● Work required
In the data below, find the line containing "In this exercise you will mark the broad", then set down that line and every later line up to and including the line containing "In this exercise you will mark the hedgerow", exactly.

____________

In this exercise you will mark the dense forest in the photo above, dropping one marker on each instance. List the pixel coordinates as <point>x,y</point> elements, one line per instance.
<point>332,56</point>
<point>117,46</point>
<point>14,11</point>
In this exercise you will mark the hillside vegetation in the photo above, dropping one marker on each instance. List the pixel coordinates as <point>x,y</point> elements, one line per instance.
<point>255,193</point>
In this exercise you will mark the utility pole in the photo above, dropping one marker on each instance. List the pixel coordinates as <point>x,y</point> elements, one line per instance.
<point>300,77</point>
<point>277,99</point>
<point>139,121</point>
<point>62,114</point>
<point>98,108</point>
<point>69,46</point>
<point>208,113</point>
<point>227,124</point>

____________

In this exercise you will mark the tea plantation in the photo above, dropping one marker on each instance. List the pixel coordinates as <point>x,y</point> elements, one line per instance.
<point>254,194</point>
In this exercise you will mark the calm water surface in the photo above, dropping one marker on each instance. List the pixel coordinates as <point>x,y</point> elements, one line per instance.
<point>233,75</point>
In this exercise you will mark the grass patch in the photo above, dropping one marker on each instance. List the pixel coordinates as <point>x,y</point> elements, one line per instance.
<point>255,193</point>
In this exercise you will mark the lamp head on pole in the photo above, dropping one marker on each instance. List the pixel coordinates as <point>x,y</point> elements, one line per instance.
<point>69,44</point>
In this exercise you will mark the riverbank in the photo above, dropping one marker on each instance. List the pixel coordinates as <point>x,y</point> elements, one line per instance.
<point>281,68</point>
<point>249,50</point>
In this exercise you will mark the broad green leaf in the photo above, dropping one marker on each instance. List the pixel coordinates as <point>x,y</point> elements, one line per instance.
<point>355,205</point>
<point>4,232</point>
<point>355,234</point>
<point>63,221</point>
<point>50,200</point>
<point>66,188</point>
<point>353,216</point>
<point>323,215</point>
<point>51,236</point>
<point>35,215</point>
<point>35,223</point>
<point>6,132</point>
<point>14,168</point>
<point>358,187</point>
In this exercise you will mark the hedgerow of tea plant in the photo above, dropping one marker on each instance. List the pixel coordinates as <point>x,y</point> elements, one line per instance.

____________

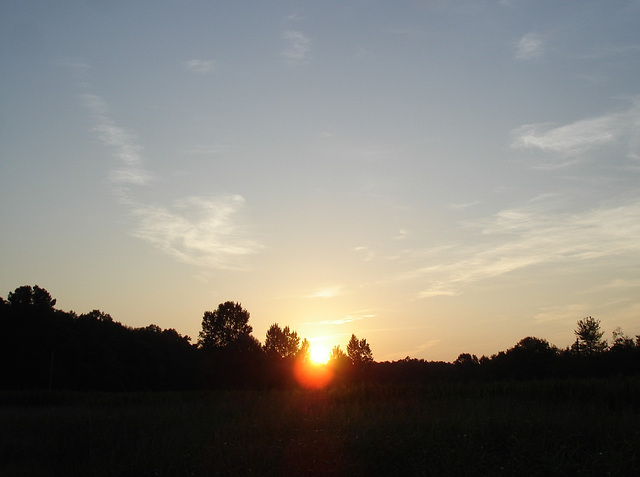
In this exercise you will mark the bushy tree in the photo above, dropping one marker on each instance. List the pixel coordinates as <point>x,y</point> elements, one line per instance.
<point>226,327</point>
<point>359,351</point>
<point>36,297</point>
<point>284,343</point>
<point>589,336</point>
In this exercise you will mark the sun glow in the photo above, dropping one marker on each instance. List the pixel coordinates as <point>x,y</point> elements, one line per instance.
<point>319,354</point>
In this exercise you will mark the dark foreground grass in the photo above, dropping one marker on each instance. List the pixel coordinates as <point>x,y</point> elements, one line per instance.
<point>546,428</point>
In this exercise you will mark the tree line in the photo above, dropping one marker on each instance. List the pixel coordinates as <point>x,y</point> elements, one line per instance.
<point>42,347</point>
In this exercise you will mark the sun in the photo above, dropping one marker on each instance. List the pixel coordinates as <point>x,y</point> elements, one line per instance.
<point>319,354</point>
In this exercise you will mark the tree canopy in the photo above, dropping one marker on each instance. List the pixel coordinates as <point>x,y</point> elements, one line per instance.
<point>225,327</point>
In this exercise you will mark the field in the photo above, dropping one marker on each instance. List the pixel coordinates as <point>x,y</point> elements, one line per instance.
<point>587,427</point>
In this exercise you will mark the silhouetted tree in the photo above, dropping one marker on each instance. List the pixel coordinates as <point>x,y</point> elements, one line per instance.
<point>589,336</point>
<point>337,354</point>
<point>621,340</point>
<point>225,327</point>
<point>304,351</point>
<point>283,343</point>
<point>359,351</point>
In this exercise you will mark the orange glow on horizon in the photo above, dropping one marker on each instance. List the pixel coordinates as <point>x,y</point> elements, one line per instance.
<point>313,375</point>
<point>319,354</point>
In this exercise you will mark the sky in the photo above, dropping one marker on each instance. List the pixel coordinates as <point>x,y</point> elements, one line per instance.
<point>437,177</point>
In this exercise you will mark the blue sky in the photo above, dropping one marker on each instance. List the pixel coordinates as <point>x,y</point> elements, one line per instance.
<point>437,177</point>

____________

● Solved exercise
In this exercise you will mark the broad green leaf in the photo above, dropping one marker on each instance. List the pixel coordinates as <point>x,y</point> elements, one line per instance.
<point>355,205</point>
<point>4,232</point>
<point>355,234</point>
<point>63,221</point>
<point>50,200</point>
<point>66,188</point>
<point>353,216</point>
<point>323,215</point>
<point>51,236</point>
<point>35,215</point>
<point>35,223</point>
<point>6,132</point>
<point>14,168</point>
<point>358,187</point>
In this exercise you will mark the hedgerow of tea plant in the photo above, dropping one marker on each instance. List the pixel coordinates as <point>x,y</point> elements, one line per instance.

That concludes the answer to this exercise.